■ EXCERPTED TEXT:
INTRODUCTION
A new phenomenon is turning the world of technology upside-down. It is “Big Data.”[1] In this digital age, our everyday electronic necessities utilize an increasing amount of data. Multiply this by all of our spouses, colleagues, and neighbors and this makes all of this into a really big stack of data. Further multiply this by all of our colleagues’ spouses and neighbors, and you get “Big Data.” This paper will look at the emerging Big Data technology which is taking hold in the information technology industry. Part II will briefly define Big Data. Part III will discuss the importance of Big Data. Part IV will quickly review the various tools and technologies that are being used to cull the Big Data resources. Part V looks at the major players and users of Big Data. Finally, Part VI concludes that Big Data represents an exciting New World for information technology.
WHAT IS BIG DATA?
New phenomena tend to have issues defining themselves. Big Data is no different. There are a number of definitions for Big Data. One commentator defines “big data” as datasets that are too large for the average database to process.[2] Another defines it as a ginormous amount of “bits and bytes strung across constellations of databases.”[3] Taking just these two definitions, one can extrapolate that Big Data is a nebulous, exoteric system of data, one that is constantly growing, and one that provides a terrene of potential wealth, as well as efficiency in business operations and qualitative data management. This is the brave new world of Big Data.

■ GIVEN DATA:
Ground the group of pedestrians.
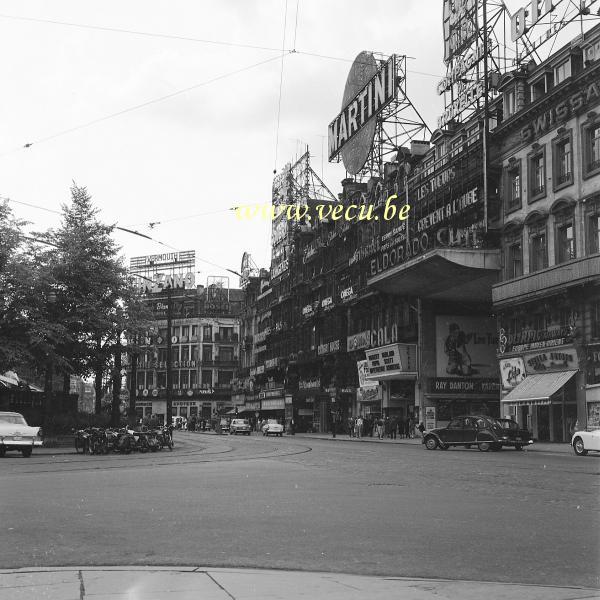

■ TO-DO LIST:
#1 In the Big Data text, which part of the paper reviews the tools and technologies used to cull Big Data resources?
#2 Output the Big Data text from "WHAT IS BIG" up to and including "world of Big Data.".
Work only from the Big Data text.

■ ANSWERS TO THE PROBLEMS:
#1 Part IV.

#2
WHAT IS BIG DATA?
New phenomena tend to have issues defining themselves. Big Data is no different. There are a number of definitions for Big Data. One commentator defines “big data” as datasets that are too large for the average database to process.[2] Another defines it as a ginormous amount of “bits and bytes strung across constellations of databases.”[3] Taking just these two definitions, one can extrapolate that Big Data is a nebulous, exoteric system of data, one that is constantly growing, and one that provides a terrene of potential wealth, as well as efficiency in business operations and qualitative data management. This is the brave new world of Big Data.